* **SOURCE TEXT**:
━━━━━━━━━━━━━━━━
Tuesday, December 6, 2016

Q&A with David Savill


David Savill is the author of the new novel They Are Trying to Break Your Heart. He has worked as a journalist for the BBC, and he teaches creative writing at the University of Salford in Manchester, England.

Q: You've spent time in both Bosnia and Thailand. Why did you decide to combine the Bosnian war and the 2004 tsunami in Thailand in this novel?

A: How do we put ourselves back together after the worst of disasters? This was what interested me. The idea that in the darkest of times, we also find the most beautiful light.

It’s an idea a lot of Americans might need just now. I had witnessed the aftermath of both war and natural disaster, and it was the fact of survival, and hope, that stayed with me.

In the story, three characters have been confronted with different kinds of disaster; the pain of having a loved-one go missing, the grief of having your childhood stolen by a war, and the injustice of being a victim to a terrible crime.

The story doesn’t flinch from its realities. The world is trying to break the heart of my characters. But in the end, we are seeing these people struggle towards the light, and make their worlds anew.

Q: The book jumps around in time and location. Did you plan out the structure of the novel before you started writing, or did you make many changes along the way?

A: I began with a very organic drafting process. I didn’t plan, and I followed the dramatic journey of each character. At the heart of each narrative is the shock of the unexpected: the day of the tsunami, the day a Bosnian town is shelled, the day a human rights researcher discovers the truth behind an awful crime.

Later, I shattered the narrative, just as a bomb or tsunami would. I began to arrange the events in time and space around these shocks.

Tsunamis cannot be detected at the point of the earthquake. The surface of the water is still. The energy of the shockwave gathers as it meets the continental shelf, piling up and pushing out of the water to create the wave we see. In the novel, the dramatic energy of the three stories gathers, and time and space pile up until they all become one.  

Q: You write from the perspectives of various characters. Were there some whose viewpoints you particularly empathized with?
━━━━━━━━━━━━━━━━
* **DATA LINES**:
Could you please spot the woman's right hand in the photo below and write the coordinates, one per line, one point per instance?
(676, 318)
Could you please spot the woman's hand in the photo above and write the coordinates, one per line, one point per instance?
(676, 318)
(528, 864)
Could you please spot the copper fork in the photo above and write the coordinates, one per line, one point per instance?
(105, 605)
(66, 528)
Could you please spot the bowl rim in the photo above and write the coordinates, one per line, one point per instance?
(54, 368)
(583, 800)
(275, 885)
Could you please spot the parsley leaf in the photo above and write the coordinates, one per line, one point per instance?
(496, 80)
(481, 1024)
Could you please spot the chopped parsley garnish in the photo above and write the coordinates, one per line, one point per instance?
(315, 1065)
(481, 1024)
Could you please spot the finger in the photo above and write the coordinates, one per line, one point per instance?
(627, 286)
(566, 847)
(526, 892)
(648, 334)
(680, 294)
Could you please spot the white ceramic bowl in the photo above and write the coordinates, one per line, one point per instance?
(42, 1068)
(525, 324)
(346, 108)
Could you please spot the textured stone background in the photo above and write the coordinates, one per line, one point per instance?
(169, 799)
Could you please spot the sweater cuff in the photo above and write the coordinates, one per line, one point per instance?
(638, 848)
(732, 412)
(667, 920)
━━━━━━━━━━━━━━━━
* **THE TASKS**:
#1 Translate this sentence from the David Savill interview into Spanish: "Tsunamis cannot be detected at the point of the earthquake."
#2 In the David Savill interview, copy out everything from "Tuesday, December 6, 2016" down to "in Manchester, England.".

* **SOLUTIONS BELOW**:
#1 Los tsunamis no pueden detectarse en el punto del terremoto.

#2
Tuesday, December 6, 2016

Q&A with David Savill


David Savill is the author of the new novel They Are Trying to Break Your Heart. He has worked as a journalist for the BBC, and he teaches creative writing at the University of Salford in Manchester, England.